▶ _TASK ITEM 1_
In the article on the childhood vaccine task force, transcribe everything from "HHS has reinstated" down to "adverse reaction reporting.".
▶ _TASK ITEM 2_
According to the article on the childhood vaccine task force, who will chair the reinstated panel?

HHS has reinstated the Safer Childhood Vaccines task force, the agency said in an Aug. 14 news release.
Here are six things to know:
1. The task force, created by Congress, was originally disbanded in 1998.
2. In its new iteration, the panel will include senior leadership from the National Institutes of Health, FDA and CDC. NIH Director Jay Bhattacharya, MD, PhD, will serve as chairman.
3. The panel will aim to improve the safety, quality and oversight of vaccines administered to children. It will work with the Advisory Commission on Childhood Vaccines to create regular recommendations focused on the development, promotion and refinement of childhood vaccines that result in fewer and less serious adverse reactions; and to improve vaccine development, production, distribution and adverse reaction reporting.
4. HHS will submit its first formal report to Congress within two years, with updates occurring every two years from then on.

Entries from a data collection
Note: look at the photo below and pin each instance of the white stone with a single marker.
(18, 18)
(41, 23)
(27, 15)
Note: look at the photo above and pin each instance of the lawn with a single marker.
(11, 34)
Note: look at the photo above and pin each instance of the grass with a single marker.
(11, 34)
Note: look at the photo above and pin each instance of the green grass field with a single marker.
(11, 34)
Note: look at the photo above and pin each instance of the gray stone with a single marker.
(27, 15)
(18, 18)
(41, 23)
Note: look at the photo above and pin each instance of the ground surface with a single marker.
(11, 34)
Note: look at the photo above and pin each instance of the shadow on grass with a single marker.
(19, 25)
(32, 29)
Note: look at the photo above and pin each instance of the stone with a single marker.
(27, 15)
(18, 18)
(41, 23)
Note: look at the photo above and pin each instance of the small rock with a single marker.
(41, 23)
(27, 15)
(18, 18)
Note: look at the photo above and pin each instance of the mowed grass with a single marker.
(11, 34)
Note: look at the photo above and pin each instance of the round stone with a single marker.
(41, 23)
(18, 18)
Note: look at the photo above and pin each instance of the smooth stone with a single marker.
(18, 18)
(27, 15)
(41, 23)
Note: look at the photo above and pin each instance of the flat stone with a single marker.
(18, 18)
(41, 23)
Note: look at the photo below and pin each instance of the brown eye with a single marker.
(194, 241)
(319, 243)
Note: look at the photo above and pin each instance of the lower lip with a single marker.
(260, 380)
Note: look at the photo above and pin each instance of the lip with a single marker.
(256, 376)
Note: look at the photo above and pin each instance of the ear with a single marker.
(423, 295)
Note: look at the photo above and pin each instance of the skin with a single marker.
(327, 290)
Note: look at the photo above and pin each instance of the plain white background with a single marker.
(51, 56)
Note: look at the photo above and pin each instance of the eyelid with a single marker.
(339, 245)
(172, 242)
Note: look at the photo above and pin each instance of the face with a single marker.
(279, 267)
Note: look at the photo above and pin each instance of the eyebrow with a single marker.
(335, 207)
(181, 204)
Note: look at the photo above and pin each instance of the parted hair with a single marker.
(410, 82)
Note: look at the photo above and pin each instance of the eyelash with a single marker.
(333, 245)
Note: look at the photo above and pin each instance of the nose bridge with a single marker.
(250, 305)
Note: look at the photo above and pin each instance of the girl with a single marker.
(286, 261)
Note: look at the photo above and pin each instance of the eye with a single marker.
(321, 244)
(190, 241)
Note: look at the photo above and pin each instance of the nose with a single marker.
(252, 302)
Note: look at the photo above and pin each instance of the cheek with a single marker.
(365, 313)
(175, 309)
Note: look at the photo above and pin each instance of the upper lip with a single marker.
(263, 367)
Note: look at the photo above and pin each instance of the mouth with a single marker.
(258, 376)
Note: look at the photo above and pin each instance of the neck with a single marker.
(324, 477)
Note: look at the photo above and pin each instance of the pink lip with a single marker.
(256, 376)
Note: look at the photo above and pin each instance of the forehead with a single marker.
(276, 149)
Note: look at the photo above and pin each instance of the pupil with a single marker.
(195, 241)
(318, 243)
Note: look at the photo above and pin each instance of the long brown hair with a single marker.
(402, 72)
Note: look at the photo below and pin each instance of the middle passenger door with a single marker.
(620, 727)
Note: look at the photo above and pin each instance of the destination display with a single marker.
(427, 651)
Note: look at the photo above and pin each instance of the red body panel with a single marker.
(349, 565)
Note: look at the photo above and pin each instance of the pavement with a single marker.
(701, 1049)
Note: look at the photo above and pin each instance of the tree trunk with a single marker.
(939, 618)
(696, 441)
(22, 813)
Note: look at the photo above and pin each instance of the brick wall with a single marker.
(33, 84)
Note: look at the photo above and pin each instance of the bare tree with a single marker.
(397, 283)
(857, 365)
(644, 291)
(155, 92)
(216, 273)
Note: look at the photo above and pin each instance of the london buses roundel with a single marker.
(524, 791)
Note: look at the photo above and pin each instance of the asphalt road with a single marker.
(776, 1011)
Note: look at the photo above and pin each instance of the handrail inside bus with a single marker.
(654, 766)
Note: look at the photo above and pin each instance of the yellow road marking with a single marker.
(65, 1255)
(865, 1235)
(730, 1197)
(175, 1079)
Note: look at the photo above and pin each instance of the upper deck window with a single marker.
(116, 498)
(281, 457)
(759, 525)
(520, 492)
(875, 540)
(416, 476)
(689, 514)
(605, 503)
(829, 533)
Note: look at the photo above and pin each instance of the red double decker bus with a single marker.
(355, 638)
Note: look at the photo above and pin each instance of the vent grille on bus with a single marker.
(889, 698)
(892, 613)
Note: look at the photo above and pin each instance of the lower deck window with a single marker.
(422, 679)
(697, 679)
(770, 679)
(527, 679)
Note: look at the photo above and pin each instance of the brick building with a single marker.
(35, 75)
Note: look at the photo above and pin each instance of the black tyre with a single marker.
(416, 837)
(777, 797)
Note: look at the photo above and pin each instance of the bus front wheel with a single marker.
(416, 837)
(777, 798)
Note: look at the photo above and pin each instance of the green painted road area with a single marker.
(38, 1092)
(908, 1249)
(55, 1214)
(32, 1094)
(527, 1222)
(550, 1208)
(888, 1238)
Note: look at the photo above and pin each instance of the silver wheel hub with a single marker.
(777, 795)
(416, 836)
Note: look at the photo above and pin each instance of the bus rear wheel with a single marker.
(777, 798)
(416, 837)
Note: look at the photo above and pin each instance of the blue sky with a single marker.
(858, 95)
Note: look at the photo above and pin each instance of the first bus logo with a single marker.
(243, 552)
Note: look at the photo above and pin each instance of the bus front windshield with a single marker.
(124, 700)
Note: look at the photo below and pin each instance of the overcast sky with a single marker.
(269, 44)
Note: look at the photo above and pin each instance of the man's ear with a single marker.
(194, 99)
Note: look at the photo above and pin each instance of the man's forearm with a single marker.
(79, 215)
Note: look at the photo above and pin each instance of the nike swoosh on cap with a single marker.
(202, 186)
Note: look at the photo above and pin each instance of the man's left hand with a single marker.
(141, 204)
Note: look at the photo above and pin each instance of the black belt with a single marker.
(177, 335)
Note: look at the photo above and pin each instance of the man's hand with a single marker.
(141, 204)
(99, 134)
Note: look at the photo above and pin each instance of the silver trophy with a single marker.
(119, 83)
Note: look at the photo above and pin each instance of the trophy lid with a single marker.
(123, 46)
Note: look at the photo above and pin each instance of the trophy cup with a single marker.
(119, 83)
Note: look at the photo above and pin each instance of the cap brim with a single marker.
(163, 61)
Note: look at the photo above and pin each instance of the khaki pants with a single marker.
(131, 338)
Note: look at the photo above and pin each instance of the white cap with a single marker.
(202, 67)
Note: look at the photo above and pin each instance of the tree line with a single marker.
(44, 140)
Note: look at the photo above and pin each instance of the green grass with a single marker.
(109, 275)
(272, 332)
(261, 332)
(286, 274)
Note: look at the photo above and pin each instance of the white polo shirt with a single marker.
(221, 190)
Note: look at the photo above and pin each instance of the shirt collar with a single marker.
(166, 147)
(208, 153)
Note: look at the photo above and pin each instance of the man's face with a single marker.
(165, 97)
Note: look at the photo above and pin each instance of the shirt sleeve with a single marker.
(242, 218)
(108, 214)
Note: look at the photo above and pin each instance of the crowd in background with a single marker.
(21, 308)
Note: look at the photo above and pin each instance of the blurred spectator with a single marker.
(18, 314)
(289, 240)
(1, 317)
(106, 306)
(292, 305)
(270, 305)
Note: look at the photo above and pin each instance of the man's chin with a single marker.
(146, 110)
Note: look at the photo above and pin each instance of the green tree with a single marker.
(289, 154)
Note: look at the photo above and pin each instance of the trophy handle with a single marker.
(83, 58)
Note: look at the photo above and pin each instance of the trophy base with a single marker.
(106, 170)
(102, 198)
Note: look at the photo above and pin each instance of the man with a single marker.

▶ _ANSWER SECTION 1_
HHS has reinstated the Safer Childhood Vaccines task force, the agency said in an Aug. 14 news release.
Here are six things to know:
1. The task force, created by Congress, was originally disbanded in 1998.
2. In its new iteration, the panel will include senior leadership from the National Institutes of Health, FDA and CDC. NIH Director Jay Bhattacharya, MD, PhD, will serve as chairman.
3. The panel will aim to improve the safety, quality and oversight of vaccines administered to children. It will work with the Advisory Commission on Childhood Vaccines to create regular recommendations focused on the development, promotion and refinement of childhood vaccines that result in fewer and less serious adverse reactions; and to improve vaccine development, production, distribution and adverse reaction reporting.

▶ _ANSWER SECTION 2_
NIH Director Jay Bhattacharya, MD, PhD.